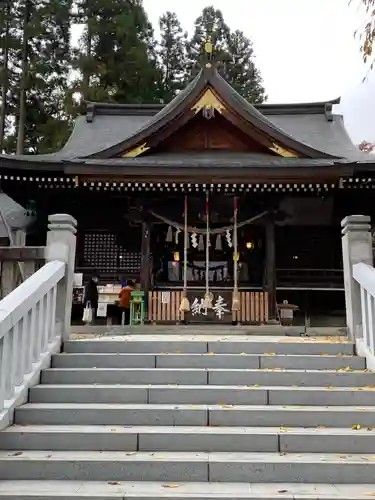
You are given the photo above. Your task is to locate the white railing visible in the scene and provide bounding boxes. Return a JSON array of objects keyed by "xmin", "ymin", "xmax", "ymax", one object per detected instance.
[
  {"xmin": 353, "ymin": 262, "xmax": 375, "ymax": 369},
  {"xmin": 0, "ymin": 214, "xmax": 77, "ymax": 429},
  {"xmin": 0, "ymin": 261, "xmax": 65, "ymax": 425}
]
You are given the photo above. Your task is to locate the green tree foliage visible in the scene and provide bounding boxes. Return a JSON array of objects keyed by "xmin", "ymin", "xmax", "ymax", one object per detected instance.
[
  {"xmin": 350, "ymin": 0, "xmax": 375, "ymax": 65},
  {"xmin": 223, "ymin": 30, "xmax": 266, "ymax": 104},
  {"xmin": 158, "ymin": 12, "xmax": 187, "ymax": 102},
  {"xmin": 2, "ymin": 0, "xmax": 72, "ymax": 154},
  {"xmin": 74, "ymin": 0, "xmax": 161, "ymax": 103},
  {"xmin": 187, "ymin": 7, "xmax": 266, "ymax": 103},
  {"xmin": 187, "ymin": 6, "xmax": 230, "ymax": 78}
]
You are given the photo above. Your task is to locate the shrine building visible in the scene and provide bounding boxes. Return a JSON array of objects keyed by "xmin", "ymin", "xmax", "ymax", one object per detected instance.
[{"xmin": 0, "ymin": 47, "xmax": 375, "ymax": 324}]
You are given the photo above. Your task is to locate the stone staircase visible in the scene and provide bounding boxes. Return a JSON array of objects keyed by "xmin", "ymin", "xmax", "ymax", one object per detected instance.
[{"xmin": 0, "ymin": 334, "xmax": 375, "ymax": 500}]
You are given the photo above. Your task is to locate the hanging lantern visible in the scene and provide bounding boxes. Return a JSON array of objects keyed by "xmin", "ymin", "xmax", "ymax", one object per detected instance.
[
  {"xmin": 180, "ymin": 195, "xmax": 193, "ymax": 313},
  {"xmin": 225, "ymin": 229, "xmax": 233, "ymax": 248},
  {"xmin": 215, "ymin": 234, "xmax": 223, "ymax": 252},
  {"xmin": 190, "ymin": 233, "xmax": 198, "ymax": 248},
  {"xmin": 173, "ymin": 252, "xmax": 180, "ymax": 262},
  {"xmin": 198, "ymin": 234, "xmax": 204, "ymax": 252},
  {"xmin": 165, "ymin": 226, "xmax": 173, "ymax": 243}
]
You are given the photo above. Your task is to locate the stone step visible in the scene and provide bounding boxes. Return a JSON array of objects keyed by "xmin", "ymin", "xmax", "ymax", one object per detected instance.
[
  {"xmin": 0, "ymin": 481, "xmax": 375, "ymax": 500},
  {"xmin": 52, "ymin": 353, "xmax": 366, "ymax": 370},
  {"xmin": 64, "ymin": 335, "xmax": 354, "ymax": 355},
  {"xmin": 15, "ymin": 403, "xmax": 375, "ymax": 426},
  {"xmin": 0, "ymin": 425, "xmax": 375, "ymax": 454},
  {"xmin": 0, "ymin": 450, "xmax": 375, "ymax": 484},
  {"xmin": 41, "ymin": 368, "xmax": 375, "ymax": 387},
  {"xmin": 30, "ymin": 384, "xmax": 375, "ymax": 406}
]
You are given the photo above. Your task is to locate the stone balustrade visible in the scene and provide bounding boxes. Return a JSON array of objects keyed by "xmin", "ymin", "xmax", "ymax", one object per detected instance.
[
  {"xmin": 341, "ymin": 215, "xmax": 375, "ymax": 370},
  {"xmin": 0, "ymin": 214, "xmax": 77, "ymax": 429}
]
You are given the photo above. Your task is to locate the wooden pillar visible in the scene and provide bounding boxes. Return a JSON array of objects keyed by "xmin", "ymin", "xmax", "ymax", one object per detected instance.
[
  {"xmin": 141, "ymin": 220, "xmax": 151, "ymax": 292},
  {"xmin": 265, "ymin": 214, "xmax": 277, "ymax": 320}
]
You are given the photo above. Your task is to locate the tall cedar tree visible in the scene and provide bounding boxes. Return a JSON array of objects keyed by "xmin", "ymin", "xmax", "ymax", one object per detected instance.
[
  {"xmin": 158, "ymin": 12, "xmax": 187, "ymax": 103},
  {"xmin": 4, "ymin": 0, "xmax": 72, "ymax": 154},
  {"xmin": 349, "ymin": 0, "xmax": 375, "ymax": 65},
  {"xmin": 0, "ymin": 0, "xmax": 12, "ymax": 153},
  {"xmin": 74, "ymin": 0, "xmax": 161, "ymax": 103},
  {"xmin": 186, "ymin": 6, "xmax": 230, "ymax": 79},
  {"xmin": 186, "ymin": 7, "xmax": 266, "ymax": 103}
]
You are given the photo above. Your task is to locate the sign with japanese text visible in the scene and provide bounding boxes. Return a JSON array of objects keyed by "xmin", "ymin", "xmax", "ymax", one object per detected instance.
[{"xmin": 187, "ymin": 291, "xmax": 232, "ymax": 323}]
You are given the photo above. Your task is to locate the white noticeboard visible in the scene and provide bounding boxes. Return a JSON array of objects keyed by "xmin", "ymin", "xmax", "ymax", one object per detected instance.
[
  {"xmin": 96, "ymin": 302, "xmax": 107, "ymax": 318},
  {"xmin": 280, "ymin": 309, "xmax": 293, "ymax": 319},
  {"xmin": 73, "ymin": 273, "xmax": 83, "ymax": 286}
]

------------------------------------

## Exercise objective
Reproduce all of the data above verbatim, line by line, and omit the picture from your copy.

## Exercise response
You are given the photo above. Your task is to locate the white railing visible in the scene and provide bounding boxes. Return a JSON array of objects keyed by "xmin", "ymin", "xmax", "ymax", one object per detected instance.
[
  {"xmin": 353, "ymin": 262, "xmax": 375, "ymax": 369},
  {"xmin": 0, "ymin": 214, "xmax": 77, "ymax": 429},
  {"xmin": 0, "ymin": 261, "xmax": 65, "ymax": 425}
]
You are given the photo above. Your task is to locate the green tree foliage visible in the scene and provide bounding boxes. Return a JSON array of objects keyed by "xmin", "ymin", "xmax", "ymax", one object per detected instance.
[
  {"xmin": 350, "ymin": 0, "xmax": 375, "ymax": 65},
  {"xmin": 223, "ymin": 30, "xmax": 266, "ymax": 104},
  {"xmin": 158, "ymin": 12, "xmax": 187, "ymax": 102},
  {"xmin": 2, "ymin": 0, "xmax": 72, "ymax": 154},
  {"xmin": 74, "ymin": 0, "xmax": 161, "ymax": 103},
  {"xmin": 187, "ymin": 7, "xmax": 266, "ymax": 103},
  {"xmin": 187, "ymin": 6, "xmax": 230, "ymax": 78}
]
You are given the photo above. Your task is to locate the shrine building visible in the scene and provide bounding boxes. Return a JSON array of objects keyed by "xmin", "ymin", "xmax", "ymax", one object per detected instance.
[{"xmin": 0, "ymin": 47, "xmax": 375, "ymax": 324}]
You are given the photo above. Your task is to locate the stone staircase visible in the scene and provide bounding boxes. Return a JSON array of objects keyed by "xmin", "ymin", "xmax", "ymax", one object per detected instance.
[{"xmin": 0, "ymin": 334, "xmax": 375, "ymax": 500}]
You are given the photo above. Your task is to locate the hanging lantern visible in the scene and provide bounding boxes. Return a JSON array of objects keyed by "xmin", "ymin", "xmax", "ymax", one object per detected instance.
[
  {"xmin": 180, "ymin": 195, "xmax": 193, "ymax": 313},
  {"xmin": 225, "ymin": 229, "xmax": 233, "ymax": 248},
  {"xmin": 215, "ymin": 234, "xmax": 223, "ymax": 252},
  {"xmin": 190, "ymin": 233, "xmax": 198, "ymax": 248},
  {"xmin": 173, "ymin": 252, "xmax": 180, "ymax": 262},
  {"xmin": 198, "ymin": 234, "xmax": 204, "ymax": 252},
  {"xmin": 165, "ymin": 226, "xmax": 173, "ymax": 243}
]
You are given the photo above. Your task is to locate the stone step visible in the scene and provide bounding boxes. Return a JSON array of objects keyed by "xmin", "ymin", "xmax", "ymax", one object per detected instance.
[
  {"xmin": 0, "ymin": 481, "xmax": 375, "ymax": 500},
  {"xmin": 52, "ymin": 353, "xmax": 366, "ymax": 370},
  {"xmin": 64, "ymin": 335, "xmax": 354, "ymax": 355},
  {"xmin": 15, "ymin": 403, "xmax": 375, "ymax": 426},
  {"xmin": 0, "ymin": 425, "xmax": 375, "ymax": 454},
  {"xmin": 0, "ymin": 450, "xmax": 375, "ymax": 484},
  {"xmin": 41, "ymin": 368, "xmax": 375, "ymax": 387},
  {"xmin": 30, "ymin": 384, "xmax": 375, "ymax": 406}
]
You are given the photo above. Your task is to locate the stone balustrade visible in the scene and provide bounding boxes. Return a JSON array of objects keyed by "xmin", "ymin", "xmax", "ymax", one object per detected instance.
[
  {"xmin": 341, "ymin": 215, "xmax": 375, "ymax": 370},
  {"xmin": 0, "ymin": 214, "xmax": 77, "ymax": 429}
]
You are given the photo above. Your task is to locate the wooden pillar visible in the scene and provide bounding boxes. Return a JSON array of objects keyed by "xmin", "ymin", "xmax", "ymax", one object per detected instance.
[
  {"xmin": 141, "ymin": 220, "xmax": 151, "ymax": 292},
  {"xmin": 265, "ymin": 214, "xmax": 277, "ymax": 320}
]
You are given the photo above. Your task is to locate the tall cedar tree visible in the scene and provide bounding boxes. Return a JSON array of objects keyed by "xmin", "ymin", "xmax", "ymax", one object per detected instance.
[
  {"xmin": 158, "ymin": 12, "xmax": 187, "ymax": 103},
  {"xmin": 4, "ymin": 0, "xmax": 72, "ymax": 154},
  {"xmin": 349, "ymin": 0, "xmax": 375, "ymax": 65},
  {"xmin": 0, "ymin": 0, "xmax": 12, "ymax": 153},
  {"xmin": 74, "ymin": 0, "xmax": 161, "ymax": 103},
  {"xmin": 186, "ymin": 6, "xmax": 230, "ymax": 79},
  {"xmin": 186, "ymin": 7, "xmax": 266, "ymax": 103}
]
You are given the photo above. Your task is to locate the sign with japanese text visible in the scene and provide bounding boxes. Return a JSON array of objects keyed by "xmin", "ymin", "xmax", "ymax", one object per detected instance.
[{"xmin": 187, "ymin": 291, "xmax": 232, "ymax": 323}]
You are given the photo above. Your task is to locate the white noticeboard visible in the scene and provide bounding boxes. Return a JSON array of objects keyed by "xmin", "ymin", "xmax", "ymax", one object per detected instance.
[
  {"xmin": 96, "ymin": 302, "xmax": 107, "ymax": 318},
  {"xmin": 280, "ymin": 309, "xmax": 293, "ymax": 319},
  {"xmin": 73, "ymin": 273, "xmax": 83, "ymax": 286}
]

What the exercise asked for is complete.